[Start of section]
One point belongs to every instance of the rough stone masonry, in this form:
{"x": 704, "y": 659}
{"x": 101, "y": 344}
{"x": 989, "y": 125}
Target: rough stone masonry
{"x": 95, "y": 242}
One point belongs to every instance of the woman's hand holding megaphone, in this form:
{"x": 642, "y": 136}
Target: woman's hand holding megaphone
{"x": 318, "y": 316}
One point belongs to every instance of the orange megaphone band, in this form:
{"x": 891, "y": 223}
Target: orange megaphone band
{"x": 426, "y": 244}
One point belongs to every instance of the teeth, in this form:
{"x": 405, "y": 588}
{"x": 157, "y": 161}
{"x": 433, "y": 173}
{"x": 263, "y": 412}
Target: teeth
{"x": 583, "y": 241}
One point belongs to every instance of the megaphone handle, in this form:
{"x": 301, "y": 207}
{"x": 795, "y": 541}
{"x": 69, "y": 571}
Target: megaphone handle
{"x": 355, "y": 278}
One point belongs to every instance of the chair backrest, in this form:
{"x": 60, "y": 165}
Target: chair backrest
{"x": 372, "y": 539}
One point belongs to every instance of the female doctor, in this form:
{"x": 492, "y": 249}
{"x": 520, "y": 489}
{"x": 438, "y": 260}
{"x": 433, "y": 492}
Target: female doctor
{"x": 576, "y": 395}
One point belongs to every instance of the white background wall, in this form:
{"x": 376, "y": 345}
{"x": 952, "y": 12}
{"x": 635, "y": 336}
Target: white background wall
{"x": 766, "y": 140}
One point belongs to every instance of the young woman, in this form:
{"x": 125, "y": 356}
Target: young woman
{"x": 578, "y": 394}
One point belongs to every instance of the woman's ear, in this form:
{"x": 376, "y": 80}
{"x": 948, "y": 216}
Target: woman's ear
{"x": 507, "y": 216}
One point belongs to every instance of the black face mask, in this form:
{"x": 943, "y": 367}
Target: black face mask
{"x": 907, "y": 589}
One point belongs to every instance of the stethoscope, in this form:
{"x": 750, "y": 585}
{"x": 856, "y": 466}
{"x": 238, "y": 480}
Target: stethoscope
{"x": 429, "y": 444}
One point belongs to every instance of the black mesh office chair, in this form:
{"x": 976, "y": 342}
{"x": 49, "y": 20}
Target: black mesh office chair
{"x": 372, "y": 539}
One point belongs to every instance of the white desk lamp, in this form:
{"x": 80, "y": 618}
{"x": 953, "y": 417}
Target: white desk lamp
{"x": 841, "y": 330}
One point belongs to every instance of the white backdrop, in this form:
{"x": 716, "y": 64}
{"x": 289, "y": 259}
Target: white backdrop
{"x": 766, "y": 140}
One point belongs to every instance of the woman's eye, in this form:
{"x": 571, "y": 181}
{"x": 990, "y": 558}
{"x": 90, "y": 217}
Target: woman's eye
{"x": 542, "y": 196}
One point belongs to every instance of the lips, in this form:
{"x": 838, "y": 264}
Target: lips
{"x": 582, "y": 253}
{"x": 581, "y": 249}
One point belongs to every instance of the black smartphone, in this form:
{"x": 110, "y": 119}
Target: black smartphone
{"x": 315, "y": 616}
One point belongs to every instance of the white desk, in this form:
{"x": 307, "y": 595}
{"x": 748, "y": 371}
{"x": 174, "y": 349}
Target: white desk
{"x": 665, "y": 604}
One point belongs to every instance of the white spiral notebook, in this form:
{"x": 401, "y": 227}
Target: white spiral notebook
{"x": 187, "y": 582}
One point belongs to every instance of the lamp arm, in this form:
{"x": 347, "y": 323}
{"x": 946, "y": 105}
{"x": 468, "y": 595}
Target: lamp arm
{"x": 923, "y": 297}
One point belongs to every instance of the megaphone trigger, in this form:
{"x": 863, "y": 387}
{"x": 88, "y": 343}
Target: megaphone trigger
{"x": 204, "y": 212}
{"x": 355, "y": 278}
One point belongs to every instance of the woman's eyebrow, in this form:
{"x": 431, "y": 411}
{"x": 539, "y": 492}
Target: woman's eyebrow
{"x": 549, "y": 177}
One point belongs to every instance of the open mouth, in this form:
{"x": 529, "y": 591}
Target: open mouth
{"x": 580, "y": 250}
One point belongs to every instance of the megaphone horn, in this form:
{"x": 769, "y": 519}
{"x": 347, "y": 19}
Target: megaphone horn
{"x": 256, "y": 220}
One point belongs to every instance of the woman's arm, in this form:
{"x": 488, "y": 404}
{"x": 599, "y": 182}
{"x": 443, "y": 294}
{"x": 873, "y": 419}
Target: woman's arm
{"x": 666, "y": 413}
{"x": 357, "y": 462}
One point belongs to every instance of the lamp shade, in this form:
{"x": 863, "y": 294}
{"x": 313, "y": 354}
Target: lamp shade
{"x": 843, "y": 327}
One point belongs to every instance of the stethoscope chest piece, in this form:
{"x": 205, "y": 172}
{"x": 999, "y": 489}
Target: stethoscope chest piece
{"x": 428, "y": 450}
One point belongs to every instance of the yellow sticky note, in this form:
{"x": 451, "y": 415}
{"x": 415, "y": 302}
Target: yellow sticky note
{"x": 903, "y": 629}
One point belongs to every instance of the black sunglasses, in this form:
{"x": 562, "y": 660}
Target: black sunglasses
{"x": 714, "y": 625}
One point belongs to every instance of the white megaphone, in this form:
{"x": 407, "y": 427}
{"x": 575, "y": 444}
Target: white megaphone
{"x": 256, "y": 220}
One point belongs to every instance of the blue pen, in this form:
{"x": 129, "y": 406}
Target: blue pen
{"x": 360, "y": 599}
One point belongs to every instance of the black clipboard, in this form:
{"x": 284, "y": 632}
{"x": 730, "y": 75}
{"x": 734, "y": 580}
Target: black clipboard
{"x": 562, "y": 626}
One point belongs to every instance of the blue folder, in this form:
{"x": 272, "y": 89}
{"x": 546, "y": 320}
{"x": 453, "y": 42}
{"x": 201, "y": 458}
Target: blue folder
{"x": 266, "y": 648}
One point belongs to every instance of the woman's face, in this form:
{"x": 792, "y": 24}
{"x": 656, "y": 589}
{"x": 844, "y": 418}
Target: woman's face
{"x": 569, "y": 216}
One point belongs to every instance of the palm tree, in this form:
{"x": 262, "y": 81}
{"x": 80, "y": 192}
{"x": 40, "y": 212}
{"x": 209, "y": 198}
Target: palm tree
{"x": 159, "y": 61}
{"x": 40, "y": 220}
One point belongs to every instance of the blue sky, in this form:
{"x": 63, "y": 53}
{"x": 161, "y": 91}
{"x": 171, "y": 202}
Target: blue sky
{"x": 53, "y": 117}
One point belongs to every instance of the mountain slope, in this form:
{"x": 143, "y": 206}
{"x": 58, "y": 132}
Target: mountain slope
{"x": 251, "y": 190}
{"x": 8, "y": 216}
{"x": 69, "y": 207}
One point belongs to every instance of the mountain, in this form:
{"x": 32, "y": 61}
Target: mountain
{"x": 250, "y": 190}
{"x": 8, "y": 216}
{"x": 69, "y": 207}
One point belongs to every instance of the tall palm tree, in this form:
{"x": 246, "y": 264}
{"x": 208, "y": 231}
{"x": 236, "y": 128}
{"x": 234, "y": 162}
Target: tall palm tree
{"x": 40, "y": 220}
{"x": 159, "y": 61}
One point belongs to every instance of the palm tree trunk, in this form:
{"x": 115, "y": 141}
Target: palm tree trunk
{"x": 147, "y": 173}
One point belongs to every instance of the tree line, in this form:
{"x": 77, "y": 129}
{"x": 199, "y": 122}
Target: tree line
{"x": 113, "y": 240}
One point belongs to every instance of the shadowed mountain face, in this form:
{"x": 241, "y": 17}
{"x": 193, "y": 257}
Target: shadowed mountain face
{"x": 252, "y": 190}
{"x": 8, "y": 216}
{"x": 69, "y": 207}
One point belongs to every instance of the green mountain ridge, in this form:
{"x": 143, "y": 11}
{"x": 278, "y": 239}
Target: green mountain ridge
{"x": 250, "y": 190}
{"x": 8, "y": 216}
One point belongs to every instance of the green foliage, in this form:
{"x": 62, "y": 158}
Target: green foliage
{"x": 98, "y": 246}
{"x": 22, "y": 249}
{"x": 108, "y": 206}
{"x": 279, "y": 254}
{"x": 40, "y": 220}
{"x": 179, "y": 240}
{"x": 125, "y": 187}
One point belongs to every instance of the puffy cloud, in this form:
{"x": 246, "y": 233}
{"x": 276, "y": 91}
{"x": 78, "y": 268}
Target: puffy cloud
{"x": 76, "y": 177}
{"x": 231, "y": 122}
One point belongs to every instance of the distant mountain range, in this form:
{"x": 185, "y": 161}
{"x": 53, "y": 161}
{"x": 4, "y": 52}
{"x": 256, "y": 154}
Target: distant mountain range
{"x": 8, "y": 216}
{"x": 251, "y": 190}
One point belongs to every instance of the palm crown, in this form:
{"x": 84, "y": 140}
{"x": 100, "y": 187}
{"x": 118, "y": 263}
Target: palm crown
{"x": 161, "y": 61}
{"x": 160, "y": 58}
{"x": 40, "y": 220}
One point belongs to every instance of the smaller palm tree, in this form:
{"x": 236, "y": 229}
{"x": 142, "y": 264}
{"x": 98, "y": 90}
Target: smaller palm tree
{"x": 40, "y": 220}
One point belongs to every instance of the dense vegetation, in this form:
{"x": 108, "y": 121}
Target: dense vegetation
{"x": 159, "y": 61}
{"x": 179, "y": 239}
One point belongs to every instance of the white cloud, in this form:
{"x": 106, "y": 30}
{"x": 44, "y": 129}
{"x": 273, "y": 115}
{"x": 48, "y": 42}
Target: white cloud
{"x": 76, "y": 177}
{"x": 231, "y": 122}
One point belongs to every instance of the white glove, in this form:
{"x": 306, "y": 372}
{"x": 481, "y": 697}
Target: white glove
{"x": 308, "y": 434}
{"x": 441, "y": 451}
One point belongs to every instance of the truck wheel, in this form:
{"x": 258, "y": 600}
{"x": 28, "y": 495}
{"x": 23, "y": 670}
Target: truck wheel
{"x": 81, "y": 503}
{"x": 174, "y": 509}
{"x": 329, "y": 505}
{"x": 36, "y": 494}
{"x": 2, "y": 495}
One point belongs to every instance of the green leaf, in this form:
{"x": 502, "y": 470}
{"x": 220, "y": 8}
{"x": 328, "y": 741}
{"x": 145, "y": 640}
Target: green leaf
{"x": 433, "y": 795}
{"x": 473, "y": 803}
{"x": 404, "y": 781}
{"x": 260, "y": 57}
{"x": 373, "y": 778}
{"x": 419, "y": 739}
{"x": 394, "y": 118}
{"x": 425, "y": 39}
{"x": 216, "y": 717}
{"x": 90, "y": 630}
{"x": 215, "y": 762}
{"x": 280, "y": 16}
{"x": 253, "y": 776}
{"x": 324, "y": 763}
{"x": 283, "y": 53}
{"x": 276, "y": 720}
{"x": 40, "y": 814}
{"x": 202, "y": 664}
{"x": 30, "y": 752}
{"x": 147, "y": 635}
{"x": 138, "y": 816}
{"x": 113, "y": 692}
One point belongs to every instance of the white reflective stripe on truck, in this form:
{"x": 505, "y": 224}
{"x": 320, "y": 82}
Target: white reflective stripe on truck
[End of section]
ABOUT THIS TASK — What is needed is every line of the records that contains the word "stripe".

FINISHED TASK —
One point belongs to every instance of the white reflective stripe on truck, in this form:
Target: white reflective stripe on truck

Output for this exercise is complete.